Top of Exercise input

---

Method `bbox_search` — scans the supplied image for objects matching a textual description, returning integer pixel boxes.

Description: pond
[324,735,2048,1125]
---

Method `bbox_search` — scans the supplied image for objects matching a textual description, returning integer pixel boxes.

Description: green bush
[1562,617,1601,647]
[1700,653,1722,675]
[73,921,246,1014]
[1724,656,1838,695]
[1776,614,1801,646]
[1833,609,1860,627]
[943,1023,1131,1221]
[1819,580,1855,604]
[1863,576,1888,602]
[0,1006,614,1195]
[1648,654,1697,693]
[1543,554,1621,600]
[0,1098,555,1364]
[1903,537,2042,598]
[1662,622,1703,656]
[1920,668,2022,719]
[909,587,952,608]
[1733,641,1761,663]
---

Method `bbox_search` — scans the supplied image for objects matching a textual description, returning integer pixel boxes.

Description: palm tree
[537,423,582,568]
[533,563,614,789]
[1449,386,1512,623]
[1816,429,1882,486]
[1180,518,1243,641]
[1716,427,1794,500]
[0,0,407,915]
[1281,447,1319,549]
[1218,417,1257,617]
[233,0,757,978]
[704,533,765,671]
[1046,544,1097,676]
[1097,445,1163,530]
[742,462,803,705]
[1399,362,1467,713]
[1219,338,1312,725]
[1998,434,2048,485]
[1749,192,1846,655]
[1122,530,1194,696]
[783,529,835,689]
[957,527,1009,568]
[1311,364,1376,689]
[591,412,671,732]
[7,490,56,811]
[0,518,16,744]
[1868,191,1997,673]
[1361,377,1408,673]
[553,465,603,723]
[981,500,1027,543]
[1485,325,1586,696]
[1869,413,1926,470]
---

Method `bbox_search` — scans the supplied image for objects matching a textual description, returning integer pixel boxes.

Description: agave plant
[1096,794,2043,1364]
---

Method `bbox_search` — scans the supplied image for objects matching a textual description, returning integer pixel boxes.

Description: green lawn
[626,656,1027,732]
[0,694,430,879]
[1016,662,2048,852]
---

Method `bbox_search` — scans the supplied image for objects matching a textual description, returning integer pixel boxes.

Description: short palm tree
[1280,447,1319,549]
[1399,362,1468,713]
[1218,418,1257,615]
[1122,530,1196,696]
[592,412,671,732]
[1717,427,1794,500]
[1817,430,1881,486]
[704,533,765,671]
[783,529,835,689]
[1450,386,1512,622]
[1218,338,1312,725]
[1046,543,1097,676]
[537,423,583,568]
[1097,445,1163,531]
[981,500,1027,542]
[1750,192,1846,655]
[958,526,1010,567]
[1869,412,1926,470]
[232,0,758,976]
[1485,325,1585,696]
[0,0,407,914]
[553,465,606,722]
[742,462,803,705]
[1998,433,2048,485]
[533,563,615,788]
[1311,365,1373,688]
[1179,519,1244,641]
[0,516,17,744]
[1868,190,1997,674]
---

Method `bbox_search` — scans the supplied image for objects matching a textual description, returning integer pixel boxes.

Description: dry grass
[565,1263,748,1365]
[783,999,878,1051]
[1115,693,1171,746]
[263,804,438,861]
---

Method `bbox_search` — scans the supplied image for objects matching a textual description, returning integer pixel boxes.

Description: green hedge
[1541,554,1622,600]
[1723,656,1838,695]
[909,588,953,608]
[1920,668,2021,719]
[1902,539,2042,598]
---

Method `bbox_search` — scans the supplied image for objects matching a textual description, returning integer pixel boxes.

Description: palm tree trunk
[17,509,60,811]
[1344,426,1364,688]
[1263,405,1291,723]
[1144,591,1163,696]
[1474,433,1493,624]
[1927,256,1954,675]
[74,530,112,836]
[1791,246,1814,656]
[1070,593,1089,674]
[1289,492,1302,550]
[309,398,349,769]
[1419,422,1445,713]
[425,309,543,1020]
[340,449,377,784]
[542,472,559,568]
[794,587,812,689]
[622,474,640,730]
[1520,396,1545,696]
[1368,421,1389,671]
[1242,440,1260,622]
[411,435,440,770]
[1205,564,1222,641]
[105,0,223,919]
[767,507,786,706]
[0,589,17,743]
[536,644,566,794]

Bottom of Exercise input

▸ Assigned task: Using the material above, retype every line without altering it.

▸ Answer for this exercise:
---

Method `bbox_search` — scans the supplied image for objects matching a textual description, returning integer pixel boxes.

Description: pond
[324,735,2048,1125]
---

Method `bbox_search` — scans the supplied image for objects matching a textual description, returning integer pixel boxes.

Description: green bush
[1562,617,1601,647]
[1700,653,1722,675]
[73,921,246,1014]
[1724,656,1838,695]
[1776,614,1801,646]
[1833,609,1860,627]
[943,1023,1131,1221]
[1819,580,1855,604]
[1863,576,1888,602]
[0,1006,614,1195]
[1648,654,1697,693]
[1543,554,1621,600]
[0,1098,555,1364]
[1903,537,2042,598]
[1662,622,1703,656]
[1920,668,2022,719]
[909,587,952,608]
[1733,641,1761,663]
---

Method `bbox_search` — scans the supplied image for objects matching a textual description, returning integer pixel boxes.

Description: palm tree
[537,423,582,568]
[533,563,614,789]
[1449,386,1512,623]
[1816,429,1882,486]
[1180,518,1243,641]
[1716,427,1794,500]
[0,0,407,915]
[1281,447,1319,549]
[1218,417,1257,617]
[233,0,757,978]
[704,533,765,671]
[1046,544,1097,676]
[1097,445,1163,530]
[742,462,803,705]
[1399,362,1467,713]
[1219,338,1312,725]
[1998,434,2048,485]
[1749,192,1846,655]
[1122,530,1194,696]
[783,529,835,689]
[957,527,1009,568]
[1311,364,1376,689]
[591,412,671,732]
[7,490,56,811]
[0,518,16,744]
[1868,191,1997,673]
[1361,377,1408,673]
[553,465,603,723]
[981,500,1027,543]
[1485,325,1586,696]
[1869,413,1926,470]
---

Method `bbox_search` — scans the supplied image for objects matching a textual description, returning integer pixel boxes.

Description: agave plant
[1096,794,2043,1364]
---

Method `bbox_search` — scans the supplied image for objects matching a textual description, returning integer pixel boxes.

Description: green lawn
[626,656,1027,732]
[0,694,430,879]
[1016,662,2048,852]
---

Method `bbox_search` — scans the supplied image for objects matching a textual description, returning integer pixel boxes.

Description: short palm tree
[1280,447,1319,549]
[1399,362,1468,713]
[1218,418,1257,615]
[1122,530,1196,696]
[592,412,671,732]
[1717,427,1794,500]
[1817,430,1881,486]
[704,533,765,671]
[783,529,835,689]
[1450,386,1512,622]
[1218,338,1312,725]
[1046,543,1097,676]
[537,423,583,568]
[1097,445,1163,531]
[981,500,1027,542]
[1750,192,1846,655]
[958,526,1010,567]
[1869,412,1926,470]
[232,0,758,976]
[1485,325,1585,696]
[0,0,407,914]
[553,465,606,722]
[742,462,803,705]
[1998,433,2048,485]
[533,563,615,788]
[1311,365,1373,688]
[1179,519,1244,641]
[0,516,17,744]
[1868,190,1997,674]
---

Method `bbox_search` — scans the supplied image for objects matching a textual description, returning integer pixel boxes.

Description: dry grass
[565,1263,748,1365]
[783,999,878,1051]
[1115,693,1171,746]
[263,804,438,861]
---

Method `bbox_search` — scans the supplied image for objects matching a textual description, returning integer pixel boxes.

Description: green hedge
[1541,554,1622,600]
[1723,656,1838,695]
[909,588,953,608]
[1920,668,2021,719]
[1902,539,2042,598]
---

Method `bbox_search` — scans the supplied image for objects matching a textual description, returning integer pixel boxes.

Description: palm tree trunk
[17,509,60,811]
[1344,426,1364,688]
[1263,405,1291,723]
[1144,591,1163,696]
[1474,433,1493,624]
[1927,256,1954,675]
[74,530,112,836]
[1791,246,1814,656]
[1070,593,1089,674]
[1289,492,1302,550]
[309,398,349,769]
[1419,422,1445,713]
[425,309,543,1020]
[340,449,377,784]
[542,472,559,568]
[794,587,812,689]
[622,474,640,730]
[1520,396,1545,696]
[1368,421,1389,671]
[1242,440,1260,622]
[411,435,440,770]
[1205,564,1222,641]
[105,0,223,919]
[767,507,786,706]
[0,589,17,743]
[536,644,566,794]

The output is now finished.